◆ REQUIREMENT:
What is the number of lines in this data that contain the word "crowd"? Give the number alone.
+-------+
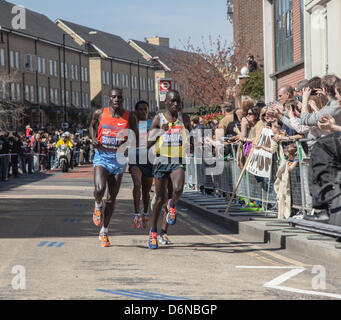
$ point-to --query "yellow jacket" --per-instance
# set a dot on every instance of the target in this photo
(61, 142)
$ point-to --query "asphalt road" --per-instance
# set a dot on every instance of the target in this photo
(49, 249)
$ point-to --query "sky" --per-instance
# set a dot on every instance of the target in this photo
(180, 20)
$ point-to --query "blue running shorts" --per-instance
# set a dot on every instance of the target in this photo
(109, 161)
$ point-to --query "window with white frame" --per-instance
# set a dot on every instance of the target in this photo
(18, 91)
(55, 69)
(56, 96)
(76, 73)
(3, 90)
(86, 74)
(51, 67)
(13, 96)
(51, 95)
(103, 77)
(117, 79)
(27, 92)
(17, 60)
(11, 59)
(2, 57)
(44, 95)
(40, 95)
(43, 65)
(39, 64)
(32, 94)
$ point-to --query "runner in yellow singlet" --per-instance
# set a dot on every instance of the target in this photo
(169, 166)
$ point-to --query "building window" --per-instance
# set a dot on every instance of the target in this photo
(18, 92)
(32, 94)
(40, 95)
(17, 60)
(51, 95)
(284, 40)
(76, 73)
(2, 57)
(29, 62)
(11, 59)
(56, 96)
(302, 27)
(86, 74)
(27, 93)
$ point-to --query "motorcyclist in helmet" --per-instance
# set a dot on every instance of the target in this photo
(66, 139)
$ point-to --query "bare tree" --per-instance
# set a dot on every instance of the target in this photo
(11, 111)
(207, 75)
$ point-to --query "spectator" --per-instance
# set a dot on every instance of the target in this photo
(228, 111)
(251, 64)
(36, 148)
(4, 153)
(332, 108)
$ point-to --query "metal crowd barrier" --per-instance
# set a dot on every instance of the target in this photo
(198, 177)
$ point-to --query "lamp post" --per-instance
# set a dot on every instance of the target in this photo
(138, 76)
(64, 67)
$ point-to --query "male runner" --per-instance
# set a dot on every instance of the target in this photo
(169, 166)
(112, 123)
(142, 170)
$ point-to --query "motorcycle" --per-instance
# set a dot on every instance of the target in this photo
(64, 157)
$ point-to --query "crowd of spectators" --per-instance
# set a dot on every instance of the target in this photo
(308, 112)
(34, 150)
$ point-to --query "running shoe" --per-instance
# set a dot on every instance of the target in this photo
(137, 221)
(163, 239)
(153, 240)
(152, 203)
(171, 214)
(104, 240)
(97, 217)
(145, 220)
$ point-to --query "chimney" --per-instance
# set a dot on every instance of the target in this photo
(163, 42)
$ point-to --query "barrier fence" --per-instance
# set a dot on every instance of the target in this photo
(199, 177)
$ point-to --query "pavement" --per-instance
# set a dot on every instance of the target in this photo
(256, 226)
(46, 230)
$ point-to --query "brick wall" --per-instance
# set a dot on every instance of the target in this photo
(248, 28)
(297, 30)
(291, 77)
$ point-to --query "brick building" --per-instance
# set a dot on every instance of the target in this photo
(322, 37)
(113, 63)
(283, 45)
(33, 58)
(247, 19)
(156, 50)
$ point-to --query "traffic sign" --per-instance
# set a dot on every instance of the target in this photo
(165, 85)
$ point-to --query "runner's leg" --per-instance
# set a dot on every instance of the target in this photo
(114, 184)
(136, 176)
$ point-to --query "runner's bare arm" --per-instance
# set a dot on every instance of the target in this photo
(133, 126)
(188, 126)
(93, 127)
(153, 134)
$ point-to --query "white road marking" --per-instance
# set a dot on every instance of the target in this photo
(276, 283)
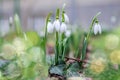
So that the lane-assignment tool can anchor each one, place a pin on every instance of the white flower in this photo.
(68, 33)
(66, 18)
(50, 27)
(56, 25)
(97, 28)
(63, 27)
(10, 20)
(42, 34)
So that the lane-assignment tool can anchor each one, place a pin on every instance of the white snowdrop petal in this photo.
(63, 27)
(68, 33)
(66, 18)
(99, 29)
(95, 29)
(56, 25)
(50, 27)
(10, 20)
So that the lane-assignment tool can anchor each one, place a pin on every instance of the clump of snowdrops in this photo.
(61, 67)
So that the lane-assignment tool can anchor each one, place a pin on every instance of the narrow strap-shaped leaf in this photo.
(83, 54)
(17, 24)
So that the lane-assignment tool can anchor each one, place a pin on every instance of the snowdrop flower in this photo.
(97, 28)
(10, 20)
(42, 34)
(68, 33)
(63, 27)
(50, 27)
(66, 18)
(56, 25)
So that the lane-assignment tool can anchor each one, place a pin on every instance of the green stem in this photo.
(56, 49)
(17, 24)
(45, 38)
(86, 39)
(91, 26)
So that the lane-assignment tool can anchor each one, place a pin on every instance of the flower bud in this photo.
(56, 25)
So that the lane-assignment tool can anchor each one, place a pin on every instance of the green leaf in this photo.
(57, 70)
(73, 70)
(84, 49)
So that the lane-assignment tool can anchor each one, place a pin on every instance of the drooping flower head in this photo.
(50, 27)
(63, 27)
(97, 28)
(67, 33)
(66, 18)
(56, 23)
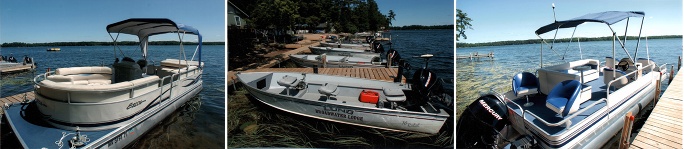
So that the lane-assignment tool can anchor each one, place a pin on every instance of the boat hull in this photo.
(38, 134)
(387, 119)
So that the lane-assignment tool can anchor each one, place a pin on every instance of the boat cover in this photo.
(145, 27)
(608, 17)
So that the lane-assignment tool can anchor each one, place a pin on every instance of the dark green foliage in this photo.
(343, 15)
(537, 41)
(97, 43)
(463, 23)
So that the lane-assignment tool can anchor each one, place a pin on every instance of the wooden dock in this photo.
(383, 74)
(663, 128)
(16, 68)
(475, 55)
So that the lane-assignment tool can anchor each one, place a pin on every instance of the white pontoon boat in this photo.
(576, 104)
(103, 107)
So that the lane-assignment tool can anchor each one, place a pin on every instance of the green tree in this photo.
(462, 23)
(390, 17)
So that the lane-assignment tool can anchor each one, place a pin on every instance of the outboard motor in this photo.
(377, 47)
(393, 57)
(479, 126)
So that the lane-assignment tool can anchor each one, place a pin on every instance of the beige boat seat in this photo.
(328, 89)
(608, 76)
(82, 75)
(96, 93)
(288, 82)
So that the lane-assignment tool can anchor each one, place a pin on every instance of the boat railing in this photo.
(41, 77)
(506, 100)
(624, 76)
(567, 120)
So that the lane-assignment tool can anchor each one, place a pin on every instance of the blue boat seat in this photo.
(608, 76)
(328, 89)
(563, 97)
(288, 82)
(645, 62)
(525, 84)
(610, 62)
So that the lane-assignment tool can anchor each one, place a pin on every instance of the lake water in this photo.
(198, 124)
(251, 124)
(476, 77)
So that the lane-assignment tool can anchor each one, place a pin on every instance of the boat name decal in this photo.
(339, 112)
(120, 137)
(410, 124)
(41, 103)
(135, 104)
(490, 110)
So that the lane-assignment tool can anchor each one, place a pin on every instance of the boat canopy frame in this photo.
(143, 28)
(608, 17)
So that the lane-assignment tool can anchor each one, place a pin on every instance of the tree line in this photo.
(341, 15)
(537, 41)
(97, 43)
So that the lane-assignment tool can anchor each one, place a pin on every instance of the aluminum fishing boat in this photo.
(421, 106)
(103, 107)
(576, 104)
(346, 45)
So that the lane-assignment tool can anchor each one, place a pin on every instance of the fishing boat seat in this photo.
(608, 76)
(563, 99)
(288, 82)
(328, 89)
(525, 84)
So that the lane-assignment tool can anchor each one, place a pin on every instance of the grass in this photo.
(257, 125)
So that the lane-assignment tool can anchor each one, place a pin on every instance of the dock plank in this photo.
(663, 127)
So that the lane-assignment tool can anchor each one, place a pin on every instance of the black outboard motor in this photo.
(377, 47)
(480, 124)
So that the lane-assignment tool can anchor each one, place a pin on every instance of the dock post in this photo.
(671, 75)
(400, 71)
(315, 69)
(626, 131)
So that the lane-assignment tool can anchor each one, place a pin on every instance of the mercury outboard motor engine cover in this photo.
(377, 47)
(480, 124)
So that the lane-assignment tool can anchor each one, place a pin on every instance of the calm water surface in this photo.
(476, 77)
(198, 124)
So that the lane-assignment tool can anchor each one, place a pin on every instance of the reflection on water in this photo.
(173, 132)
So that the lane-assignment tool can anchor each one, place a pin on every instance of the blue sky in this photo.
(85, 20)
(414, 12)
(517, 20)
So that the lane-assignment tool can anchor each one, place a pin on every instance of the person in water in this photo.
(11, 58)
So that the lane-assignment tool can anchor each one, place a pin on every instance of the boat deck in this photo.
(598, 91)
(663, 128)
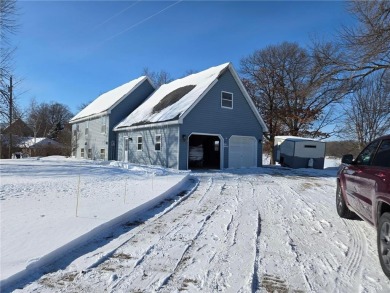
+-------+
◆ EXERCISE OUTPUT:
2